Image point annotation entries:
========

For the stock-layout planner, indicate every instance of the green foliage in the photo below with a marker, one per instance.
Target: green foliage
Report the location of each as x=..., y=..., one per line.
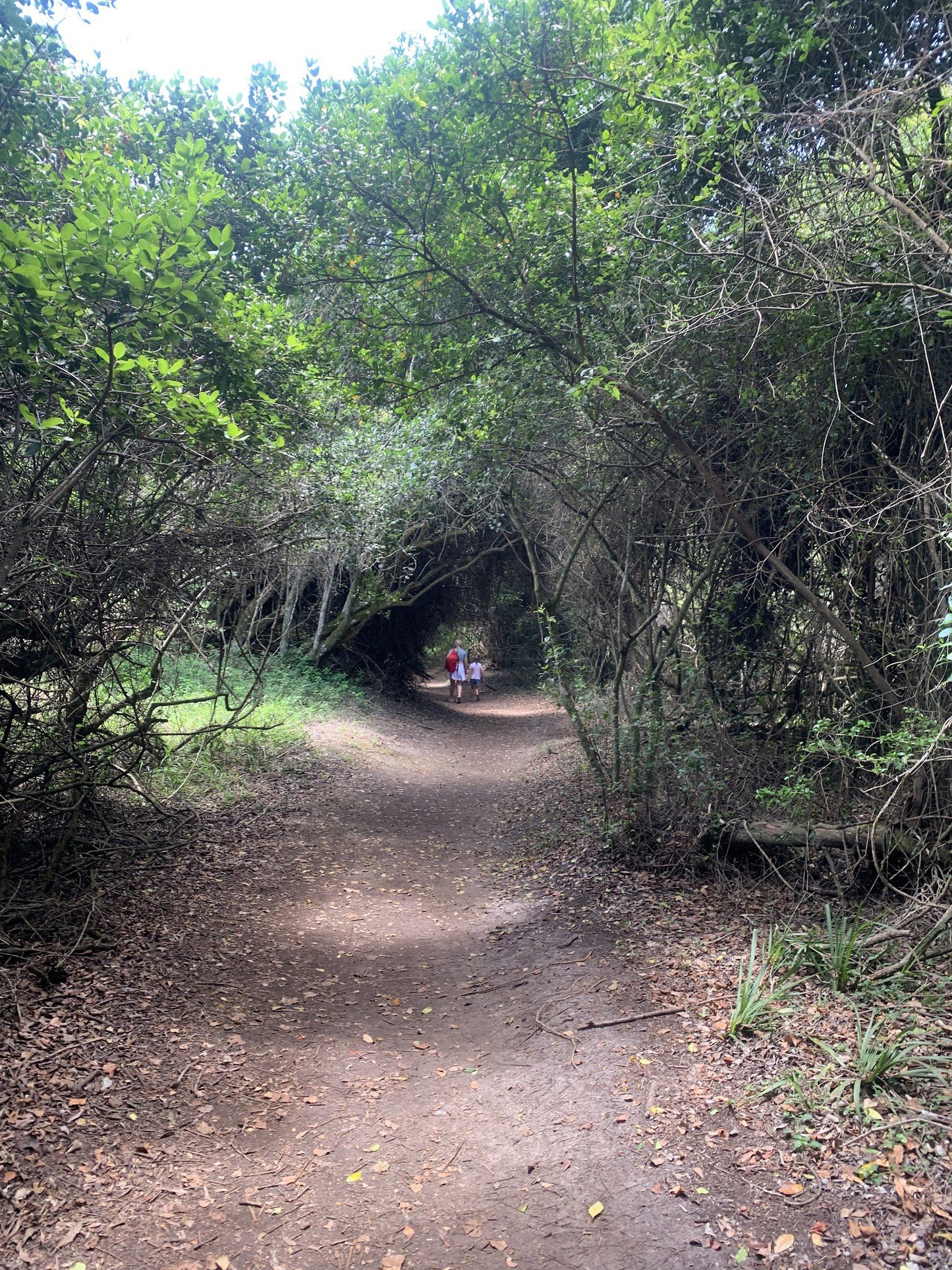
x=757, y=991
x=223, y=726
x=837, y=952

========

Job = Express the lines of the data above as a numbered list, omitting blank lines and leaving the pictures out of your answer.

Reply to the task =
1. For the stock-layout planner, indicate every instance of the green foliage in the photo below with a marker, one per instance.
2. Target: green foliage
3. Report the location of each as x=..., y=..., one per line.
4. x=757, y=991
5. x=223, y=726
6. x=837, y=952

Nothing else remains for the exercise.